> [Texte à lire]
Et je reviens à mes trois moteurs de croissance, en l’occurrence libérer l’investissement public en simplifiant les procédures pour être plus rapides et plus efficaces, rassurer le secteur privé et mettre en exécution la loi sur le PPP dans les énergies renouvelables, la gestion des déchets, la culture, le sport, et le troisième point faire plus de marketing en faveur de la Tunisie, plaider pour sa qualité de vie, développer de nouvelles traditions touristiques comme celles du touriste résident – la loi existe depuis 2007 mais n’a jamais été appliquée.

> [Exercices à faire]
[1] D'après le texte sur les moteurs de croissance de la Tunisie, depuis quelle année la loi sur le touriste résident existe-t-elle ?
[2] Écrivez la suite du texte sur les trois moteurs de croissance de la Tunisie, après sa dernière phrase.

[Enregistrements de pointage]
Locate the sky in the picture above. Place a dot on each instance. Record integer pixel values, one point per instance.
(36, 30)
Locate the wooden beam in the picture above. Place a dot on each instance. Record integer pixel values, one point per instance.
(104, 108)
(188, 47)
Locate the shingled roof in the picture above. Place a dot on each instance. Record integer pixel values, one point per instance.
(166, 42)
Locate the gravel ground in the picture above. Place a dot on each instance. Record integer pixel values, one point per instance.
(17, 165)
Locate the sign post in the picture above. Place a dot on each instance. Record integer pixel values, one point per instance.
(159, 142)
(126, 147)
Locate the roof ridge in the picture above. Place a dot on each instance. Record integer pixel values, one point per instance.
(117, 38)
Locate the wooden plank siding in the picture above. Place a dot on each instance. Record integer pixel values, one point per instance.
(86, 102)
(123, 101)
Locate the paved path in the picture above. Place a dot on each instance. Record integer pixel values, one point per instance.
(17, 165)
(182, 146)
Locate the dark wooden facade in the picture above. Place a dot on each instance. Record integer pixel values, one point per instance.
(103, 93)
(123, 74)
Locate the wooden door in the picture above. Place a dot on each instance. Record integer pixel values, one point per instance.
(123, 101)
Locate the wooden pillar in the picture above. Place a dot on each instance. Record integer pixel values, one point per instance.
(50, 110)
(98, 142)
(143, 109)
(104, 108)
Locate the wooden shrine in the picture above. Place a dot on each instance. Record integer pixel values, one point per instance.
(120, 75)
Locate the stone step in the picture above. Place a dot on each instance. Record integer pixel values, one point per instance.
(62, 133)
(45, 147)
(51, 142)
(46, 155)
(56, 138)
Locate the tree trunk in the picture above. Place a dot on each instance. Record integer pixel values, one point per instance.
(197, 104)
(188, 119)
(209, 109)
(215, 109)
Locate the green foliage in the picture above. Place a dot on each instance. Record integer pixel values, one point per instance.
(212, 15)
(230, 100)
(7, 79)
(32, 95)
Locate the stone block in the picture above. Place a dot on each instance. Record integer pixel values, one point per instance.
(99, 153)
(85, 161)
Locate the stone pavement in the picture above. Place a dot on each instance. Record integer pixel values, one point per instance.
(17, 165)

> [Réponses]
[1] Depuis 2007.

[2]
Mes priorités sont par ordre la lutte contre la pauvreté, le développement du secteur agricole en régularisant la propriété foncière et en y consacrant des lignes financières, et la dynamisation de l’investissement public et privé. La Tunisie peut évoluer et elle peut compter sur ses enfants pour reprendre le cap du développement, il s’agit juste de réinstaurer la confiance du peuple en l’Etat et d’insuffler de la confiance aux jeunes pour qu’ils se projettent dans leur pays et participent à son édification.

La Tunisie dispose d’un énorme potentiel économique qui peut la propulser dans les rangs des premiers pays africains et dans le monde arabo-musulman.